Dataset rows
↓
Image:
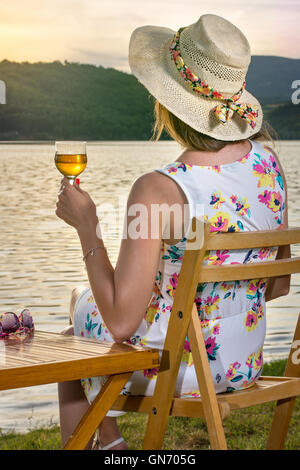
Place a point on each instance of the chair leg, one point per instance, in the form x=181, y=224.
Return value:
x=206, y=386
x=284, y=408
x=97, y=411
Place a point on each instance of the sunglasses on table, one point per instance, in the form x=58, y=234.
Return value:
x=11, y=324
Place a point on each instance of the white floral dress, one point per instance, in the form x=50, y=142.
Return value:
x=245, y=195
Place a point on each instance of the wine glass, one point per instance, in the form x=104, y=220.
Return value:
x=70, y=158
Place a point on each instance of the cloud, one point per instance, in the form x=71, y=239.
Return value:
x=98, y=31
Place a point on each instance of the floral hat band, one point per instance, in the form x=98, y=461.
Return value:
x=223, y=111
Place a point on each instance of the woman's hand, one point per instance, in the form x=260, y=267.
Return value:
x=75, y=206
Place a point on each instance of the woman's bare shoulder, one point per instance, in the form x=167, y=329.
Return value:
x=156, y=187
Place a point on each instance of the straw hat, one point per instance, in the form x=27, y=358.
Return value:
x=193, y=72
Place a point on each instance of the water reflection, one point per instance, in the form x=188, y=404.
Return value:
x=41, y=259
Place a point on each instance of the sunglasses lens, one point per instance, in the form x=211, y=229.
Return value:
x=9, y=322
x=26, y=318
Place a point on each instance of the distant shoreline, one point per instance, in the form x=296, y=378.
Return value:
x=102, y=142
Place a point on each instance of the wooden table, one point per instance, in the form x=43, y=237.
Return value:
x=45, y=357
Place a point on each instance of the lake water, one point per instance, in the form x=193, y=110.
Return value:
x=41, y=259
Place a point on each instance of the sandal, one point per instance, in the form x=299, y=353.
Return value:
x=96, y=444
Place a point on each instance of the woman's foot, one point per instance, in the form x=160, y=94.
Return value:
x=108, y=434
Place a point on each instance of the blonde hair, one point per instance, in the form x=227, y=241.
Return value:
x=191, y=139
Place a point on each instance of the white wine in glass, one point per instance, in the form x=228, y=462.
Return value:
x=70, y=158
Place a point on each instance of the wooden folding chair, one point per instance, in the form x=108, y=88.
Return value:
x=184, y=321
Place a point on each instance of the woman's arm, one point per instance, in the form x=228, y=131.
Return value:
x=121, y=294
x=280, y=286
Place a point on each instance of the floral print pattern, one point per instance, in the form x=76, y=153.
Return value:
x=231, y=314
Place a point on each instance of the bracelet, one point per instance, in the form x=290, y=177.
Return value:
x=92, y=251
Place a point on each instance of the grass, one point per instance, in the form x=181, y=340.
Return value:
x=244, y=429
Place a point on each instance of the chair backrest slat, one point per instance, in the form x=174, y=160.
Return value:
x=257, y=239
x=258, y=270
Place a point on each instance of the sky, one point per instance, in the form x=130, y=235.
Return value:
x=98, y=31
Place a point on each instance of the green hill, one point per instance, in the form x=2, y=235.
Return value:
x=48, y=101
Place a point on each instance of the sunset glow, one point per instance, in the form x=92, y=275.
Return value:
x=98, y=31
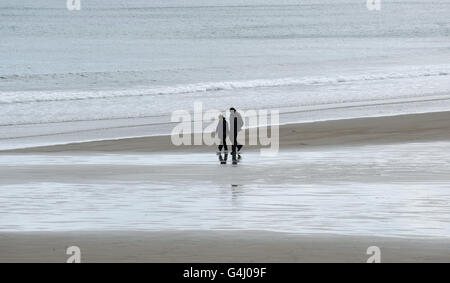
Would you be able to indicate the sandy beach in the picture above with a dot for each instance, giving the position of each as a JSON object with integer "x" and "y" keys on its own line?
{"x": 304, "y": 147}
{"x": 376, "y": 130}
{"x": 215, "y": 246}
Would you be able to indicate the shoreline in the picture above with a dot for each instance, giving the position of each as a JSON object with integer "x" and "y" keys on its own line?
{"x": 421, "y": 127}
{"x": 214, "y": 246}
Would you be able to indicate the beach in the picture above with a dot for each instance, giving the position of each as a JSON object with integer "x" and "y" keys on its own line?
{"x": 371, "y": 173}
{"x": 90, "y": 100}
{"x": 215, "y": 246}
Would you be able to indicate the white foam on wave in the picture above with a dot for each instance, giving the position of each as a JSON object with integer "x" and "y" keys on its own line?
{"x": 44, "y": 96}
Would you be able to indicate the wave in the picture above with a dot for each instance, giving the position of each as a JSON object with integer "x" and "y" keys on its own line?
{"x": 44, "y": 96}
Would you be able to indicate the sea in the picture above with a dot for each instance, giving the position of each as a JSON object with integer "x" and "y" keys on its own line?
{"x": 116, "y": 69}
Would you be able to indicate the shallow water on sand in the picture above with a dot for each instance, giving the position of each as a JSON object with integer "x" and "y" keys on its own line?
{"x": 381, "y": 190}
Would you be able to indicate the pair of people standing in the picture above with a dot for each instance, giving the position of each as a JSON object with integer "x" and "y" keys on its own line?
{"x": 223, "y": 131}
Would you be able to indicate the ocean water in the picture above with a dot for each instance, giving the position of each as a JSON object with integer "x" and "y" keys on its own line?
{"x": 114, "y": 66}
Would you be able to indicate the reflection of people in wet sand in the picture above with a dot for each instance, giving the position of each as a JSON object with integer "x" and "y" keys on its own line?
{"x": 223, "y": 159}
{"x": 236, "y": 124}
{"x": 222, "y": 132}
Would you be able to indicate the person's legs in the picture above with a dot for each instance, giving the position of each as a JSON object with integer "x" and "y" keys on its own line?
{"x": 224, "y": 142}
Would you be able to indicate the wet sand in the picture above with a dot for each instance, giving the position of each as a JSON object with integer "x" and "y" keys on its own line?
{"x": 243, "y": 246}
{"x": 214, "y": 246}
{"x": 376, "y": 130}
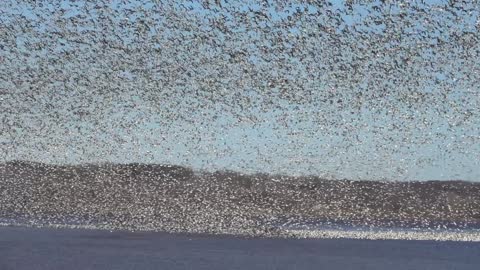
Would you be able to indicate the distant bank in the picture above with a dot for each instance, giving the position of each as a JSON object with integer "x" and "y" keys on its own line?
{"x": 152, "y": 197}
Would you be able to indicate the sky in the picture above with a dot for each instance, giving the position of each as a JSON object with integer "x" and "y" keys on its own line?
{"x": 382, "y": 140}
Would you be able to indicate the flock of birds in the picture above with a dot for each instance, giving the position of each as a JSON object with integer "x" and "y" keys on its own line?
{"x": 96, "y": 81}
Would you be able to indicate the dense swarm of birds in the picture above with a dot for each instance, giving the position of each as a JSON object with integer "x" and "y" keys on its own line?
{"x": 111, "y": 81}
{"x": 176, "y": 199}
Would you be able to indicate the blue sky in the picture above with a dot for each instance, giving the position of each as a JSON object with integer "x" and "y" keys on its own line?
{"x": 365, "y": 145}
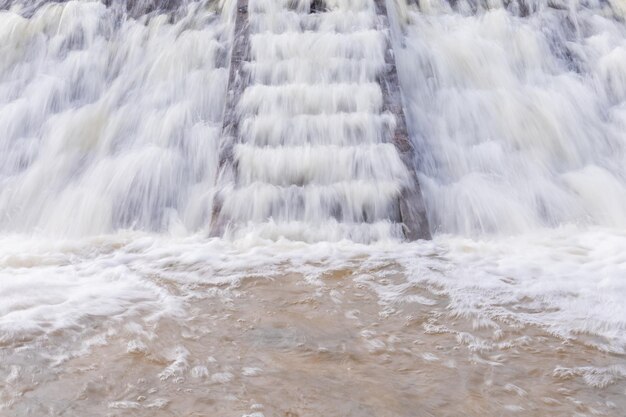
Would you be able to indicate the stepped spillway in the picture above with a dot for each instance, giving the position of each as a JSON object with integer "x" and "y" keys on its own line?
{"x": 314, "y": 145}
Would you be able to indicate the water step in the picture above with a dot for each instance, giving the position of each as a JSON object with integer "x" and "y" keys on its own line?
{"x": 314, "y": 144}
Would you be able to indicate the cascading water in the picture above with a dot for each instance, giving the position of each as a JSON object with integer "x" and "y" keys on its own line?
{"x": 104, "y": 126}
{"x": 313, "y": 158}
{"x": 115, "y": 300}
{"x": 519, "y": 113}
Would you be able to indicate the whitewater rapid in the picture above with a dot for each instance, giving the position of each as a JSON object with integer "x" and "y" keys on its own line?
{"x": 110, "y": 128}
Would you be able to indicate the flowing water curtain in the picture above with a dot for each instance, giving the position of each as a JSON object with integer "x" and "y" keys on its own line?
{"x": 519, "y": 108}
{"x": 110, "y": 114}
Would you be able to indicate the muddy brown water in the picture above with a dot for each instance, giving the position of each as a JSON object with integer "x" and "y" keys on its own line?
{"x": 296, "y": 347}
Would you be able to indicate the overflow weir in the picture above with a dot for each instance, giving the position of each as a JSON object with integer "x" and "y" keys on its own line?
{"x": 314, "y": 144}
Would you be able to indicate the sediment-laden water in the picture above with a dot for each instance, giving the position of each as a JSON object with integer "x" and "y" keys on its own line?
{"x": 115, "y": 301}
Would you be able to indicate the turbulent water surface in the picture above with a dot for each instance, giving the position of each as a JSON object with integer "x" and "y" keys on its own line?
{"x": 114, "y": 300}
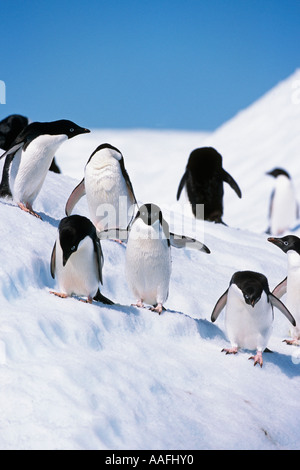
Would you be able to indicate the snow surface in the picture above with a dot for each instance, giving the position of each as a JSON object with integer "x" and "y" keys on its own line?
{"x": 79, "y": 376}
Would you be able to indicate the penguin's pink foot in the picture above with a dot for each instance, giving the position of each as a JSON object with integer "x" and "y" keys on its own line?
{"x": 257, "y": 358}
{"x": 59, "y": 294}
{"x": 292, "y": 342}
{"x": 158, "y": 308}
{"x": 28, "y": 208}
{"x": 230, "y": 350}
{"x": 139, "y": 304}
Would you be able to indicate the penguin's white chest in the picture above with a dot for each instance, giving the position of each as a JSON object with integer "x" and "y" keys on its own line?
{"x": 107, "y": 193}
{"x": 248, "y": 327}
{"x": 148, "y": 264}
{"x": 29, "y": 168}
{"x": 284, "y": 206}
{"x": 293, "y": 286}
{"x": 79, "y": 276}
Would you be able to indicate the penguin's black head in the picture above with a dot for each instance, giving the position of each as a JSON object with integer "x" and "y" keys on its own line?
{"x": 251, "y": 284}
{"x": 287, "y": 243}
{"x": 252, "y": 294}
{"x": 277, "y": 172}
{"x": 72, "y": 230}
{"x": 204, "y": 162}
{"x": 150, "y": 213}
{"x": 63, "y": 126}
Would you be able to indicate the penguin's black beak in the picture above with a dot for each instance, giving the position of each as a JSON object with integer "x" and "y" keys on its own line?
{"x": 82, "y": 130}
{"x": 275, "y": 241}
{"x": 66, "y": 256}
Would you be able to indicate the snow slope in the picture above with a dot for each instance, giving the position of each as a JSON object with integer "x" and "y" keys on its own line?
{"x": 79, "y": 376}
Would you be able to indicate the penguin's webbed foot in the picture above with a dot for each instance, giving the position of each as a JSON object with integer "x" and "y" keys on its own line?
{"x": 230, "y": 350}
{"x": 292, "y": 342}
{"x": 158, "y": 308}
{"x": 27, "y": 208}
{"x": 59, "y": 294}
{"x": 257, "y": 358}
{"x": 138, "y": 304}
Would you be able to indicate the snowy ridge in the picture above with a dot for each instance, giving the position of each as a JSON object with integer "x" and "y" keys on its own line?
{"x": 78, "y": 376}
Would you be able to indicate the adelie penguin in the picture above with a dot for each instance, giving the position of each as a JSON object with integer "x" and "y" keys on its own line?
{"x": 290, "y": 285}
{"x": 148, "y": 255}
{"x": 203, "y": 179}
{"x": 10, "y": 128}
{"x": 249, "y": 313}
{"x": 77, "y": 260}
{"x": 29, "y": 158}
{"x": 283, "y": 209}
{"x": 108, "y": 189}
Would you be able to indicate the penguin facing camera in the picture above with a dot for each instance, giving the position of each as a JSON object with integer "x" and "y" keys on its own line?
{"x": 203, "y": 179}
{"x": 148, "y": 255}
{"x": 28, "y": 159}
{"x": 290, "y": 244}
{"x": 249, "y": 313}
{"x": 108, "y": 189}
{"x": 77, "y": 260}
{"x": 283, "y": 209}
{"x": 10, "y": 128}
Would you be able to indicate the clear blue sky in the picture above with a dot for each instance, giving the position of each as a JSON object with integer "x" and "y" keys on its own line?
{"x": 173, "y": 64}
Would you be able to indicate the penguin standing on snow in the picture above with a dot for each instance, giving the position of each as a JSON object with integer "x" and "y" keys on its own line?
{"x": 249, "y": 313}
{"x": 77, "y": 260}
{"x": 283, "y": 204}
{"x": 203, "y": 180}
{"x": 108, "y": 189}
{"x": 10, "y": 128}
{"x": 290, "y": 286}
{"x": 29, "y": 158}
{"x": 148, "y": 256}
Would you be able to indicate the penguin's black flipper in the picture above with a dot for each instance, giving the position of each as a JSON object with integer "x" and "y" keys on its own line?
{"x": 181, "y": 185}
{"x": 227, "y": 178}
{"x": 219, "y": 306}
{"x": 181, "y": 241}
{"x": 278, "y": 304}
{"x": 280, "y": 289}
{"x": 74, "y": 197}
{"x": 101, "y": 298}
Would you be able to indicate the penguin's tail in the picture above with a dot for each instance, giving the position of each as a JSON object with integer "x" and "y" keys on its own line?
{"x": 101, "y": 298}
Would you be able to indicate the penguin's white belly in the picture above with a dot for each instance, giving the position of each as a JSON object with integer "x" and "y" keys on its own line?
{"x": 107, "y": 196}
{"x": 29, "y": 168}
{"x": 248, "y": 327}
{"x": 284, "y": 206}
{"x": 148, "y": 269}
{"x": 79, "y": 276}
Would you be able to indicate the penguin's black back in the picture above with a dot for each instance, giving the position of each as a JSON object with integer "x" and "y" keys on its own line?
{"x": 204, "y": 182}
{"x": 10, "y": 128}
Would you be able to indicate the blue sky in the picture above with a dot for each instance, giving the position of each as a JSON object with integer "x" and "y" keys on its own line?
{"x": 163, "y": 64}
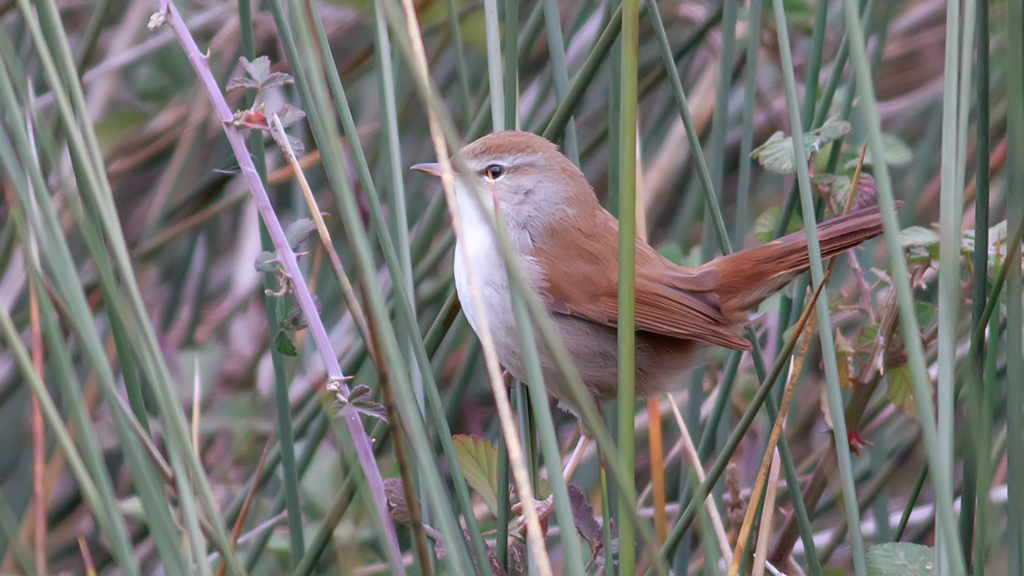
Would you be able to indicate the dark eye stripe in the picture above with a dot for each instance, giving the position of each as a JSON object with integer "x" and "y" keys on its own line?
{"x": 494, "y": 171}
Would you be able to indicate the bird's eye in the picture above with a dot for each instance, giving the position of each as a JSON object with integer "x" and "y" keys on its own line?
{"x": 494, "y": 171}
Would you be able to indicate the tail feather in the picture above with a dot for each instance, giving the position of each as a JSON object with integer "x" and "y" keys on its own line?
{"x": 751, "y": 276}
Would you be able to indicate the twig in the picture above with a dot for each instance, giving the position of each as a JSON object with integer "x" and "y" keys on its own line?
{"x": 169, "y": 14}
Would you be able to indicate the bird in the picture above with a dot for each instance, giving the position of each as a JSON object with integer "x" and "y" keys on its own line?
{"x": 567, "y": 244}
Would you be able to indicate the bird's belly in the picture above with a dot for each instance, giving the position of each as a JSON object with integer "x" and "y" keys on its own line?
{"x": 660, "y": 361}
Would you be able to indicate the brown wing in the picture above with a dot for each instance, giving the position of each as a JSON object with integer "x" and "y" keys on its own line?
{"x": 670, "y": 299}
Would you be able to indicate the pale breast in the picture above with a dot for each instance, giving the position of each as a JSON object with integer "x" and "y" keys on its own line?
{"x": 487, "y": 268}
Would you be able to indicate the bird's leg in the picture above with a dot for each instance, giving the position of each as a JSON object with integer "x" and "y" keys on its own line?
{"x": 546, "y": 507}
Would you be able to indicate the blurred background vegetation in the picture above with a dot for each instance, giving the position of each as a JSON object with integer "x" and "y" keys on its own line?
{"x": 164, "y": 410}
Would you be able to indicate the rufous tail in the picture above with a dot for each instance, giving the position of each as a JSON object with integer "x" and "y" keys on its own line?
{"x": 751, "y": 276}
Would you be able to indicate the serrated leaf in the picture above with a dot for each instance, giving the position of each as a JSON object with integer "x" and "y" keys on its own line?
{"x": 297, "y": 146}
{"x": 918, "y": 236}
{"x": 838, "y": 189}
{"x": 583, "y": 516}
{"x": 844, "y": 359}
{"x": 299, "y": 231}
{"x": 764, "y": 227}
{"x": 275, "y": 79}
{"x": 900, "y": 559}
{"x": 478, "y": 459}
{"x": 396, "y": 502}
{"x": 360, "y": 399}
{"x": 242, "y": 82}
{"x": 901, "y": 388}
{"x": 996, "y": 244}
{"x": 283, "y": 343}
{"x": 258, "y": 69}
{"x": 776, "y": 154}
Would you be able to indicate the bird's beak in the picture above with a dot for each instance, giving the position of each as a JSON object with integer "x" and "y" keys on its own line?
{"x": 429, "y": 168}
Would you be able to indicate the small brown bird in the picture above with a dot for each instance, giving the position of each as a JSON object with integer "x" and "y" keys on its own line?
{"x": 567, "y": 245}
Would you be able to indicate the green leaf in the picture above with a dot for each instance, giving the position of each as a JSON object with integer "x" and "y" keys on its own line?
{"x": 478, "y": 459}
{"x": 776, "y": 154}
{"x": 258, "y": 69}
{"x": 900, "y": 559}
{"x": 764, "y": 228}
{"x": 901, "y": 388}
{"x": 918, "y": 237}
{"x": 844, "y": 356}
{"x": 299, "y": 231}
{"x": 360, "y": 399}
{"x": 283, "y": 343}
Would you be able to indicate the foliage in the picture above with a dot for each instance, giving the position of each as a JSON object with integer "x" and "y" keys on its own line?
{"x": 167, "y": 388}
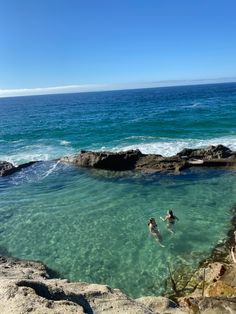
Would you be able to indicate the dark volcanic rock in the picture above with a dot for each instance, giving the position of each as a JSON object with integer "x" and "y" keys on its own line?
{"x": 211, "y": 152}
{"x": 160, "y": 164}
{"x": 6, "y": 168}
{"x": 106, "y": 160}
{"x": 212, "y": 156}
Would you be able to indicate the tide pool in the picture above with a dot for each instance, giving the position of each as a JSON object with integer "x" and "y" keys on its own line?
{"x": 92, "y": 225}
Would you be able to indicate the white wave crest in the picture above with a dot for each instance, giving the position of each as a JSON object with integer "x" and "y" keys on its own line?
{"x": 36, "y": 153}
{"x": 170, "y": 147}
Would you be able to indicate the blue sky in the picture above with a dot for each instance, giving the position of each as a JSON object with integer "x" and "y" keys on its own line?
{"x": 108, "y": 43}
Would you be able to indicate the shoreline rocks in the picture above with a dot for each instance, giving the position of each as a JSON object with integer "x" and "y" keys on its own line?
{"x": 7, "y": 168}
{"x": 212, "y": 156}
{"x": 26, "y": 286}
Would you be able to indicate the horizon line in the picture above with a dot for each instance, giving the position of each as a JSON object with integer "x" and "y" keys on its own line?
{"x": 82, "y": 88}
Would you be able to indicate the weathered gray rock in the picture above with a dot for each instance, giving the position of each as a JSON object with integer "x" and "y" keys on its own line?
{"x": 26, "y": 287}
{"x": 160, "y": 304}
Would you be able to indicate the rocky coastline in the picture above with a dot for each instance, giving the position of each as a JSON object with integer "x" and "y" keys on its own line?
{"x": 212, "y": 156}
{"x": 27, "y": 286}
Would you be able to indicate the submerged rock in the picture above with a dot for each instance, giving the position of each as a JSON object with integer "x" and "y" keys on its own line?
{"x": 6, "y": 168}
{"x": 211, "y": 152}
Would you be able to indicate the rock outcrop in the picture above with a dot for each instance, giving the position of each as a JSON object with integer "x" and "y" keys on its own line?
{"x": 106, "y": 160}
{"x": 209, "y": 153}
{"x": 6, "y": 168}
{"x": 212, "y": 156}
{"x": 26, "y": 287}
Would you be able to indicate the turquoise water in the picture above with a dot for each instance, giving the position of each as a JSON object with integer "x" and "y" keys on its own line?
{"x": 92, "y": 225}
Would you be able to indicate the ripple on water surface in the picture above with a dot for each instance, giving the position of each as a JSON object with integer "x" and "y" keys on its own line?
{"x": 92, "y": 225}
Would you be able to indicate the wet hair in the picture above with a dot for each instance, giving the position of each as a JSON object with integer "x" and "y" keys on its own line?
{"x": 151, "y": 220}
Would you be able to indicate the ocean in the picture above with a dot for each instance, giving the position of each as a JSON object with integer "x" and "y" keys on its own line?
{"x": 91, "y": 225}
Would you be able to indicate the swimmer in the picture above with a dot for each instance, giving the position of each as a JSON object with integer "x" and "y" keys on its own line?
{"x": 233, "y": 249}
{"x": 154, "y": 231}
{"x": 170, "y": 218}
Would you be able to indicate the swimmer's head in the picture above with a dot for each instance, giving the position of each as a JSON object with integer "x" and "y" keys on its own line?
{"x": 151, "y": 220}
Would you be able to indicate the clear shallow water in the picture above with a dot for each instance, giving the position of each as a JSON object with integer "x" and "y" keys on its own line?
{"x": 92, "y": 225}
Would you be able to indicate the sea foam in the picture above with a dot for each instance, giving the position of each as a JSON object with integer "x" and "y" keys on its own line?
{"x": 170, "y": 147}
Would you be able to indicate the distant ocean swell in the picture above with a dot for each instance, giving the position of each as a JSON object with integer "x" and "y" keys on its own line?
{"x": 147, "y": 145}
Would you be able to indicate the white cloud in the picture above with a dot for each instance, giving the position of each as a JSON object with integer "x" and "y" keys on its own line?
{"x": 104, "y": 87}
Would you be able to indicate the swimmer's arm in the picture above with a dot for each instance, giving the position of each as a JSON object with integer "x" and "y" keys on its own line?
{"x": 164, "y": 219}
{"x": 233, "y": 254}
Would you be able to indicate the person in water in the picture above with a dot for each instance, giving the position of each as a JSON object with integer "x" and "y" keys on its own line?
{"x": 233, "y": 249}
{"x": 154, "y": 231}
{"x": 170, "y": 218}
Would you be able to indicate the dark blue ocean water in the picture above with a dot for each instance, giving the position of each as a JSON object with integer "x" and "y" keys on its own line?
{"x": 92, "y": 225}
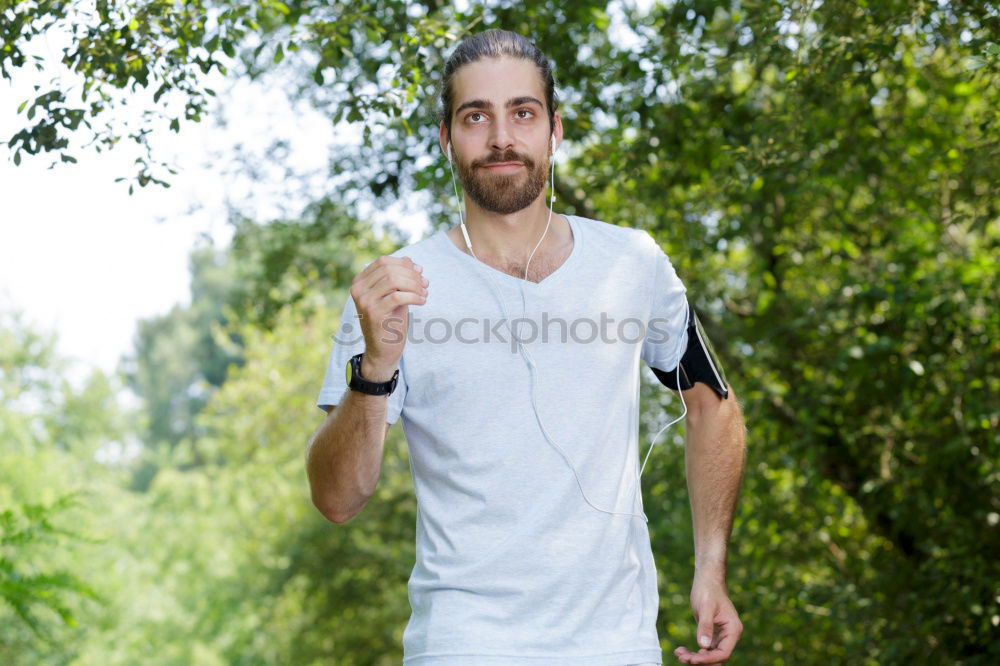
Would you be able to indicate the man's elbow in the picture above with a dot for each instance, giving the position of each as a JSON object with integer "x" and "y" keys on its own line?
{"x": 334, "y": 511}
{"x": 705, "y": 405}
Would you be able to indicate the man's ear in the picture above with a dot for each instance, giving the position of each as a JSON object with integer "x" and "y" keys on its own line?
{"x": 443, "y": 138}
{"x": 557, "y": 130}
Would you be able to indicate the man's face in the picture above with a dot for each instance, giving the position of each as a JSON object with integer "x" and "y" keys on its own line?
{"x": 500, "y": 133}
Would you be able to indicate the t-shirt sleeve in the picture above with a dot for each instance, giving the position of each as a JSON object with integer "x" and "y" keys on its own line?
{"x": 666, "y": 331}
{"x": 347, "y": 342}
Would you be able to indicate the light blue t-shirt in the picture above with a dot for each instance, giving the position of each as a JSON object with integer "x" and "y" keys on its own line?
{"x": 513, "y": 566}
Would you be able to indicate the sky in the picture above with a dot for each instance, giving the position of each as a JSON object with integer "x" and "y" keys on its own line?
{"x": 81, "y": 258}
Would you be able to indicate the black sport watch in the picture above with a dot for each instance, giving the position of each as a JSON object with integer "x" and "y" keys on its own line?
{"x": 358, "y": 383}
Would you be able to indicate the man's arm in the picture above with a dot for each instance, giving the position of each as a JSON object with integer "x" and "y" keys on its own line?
↑
• _THE EXERCISE_: Please copy out the rows above, from the line containing "Place a point on each instance of the sandal, one" through the line containing "x=108, y=434", leaving each request as it is and offsetting every answer coordinate by adding 27 to both x and y.

• _THE RESULT_:
Place a point on each instance of the sandal, one point per instance, in the form x=299, y=353.
Return value:
x=123, y=471
Place a point on each instance of the woman's foot, one point per instance, in the form x=160, y=94.
Return value:
x=135, y=461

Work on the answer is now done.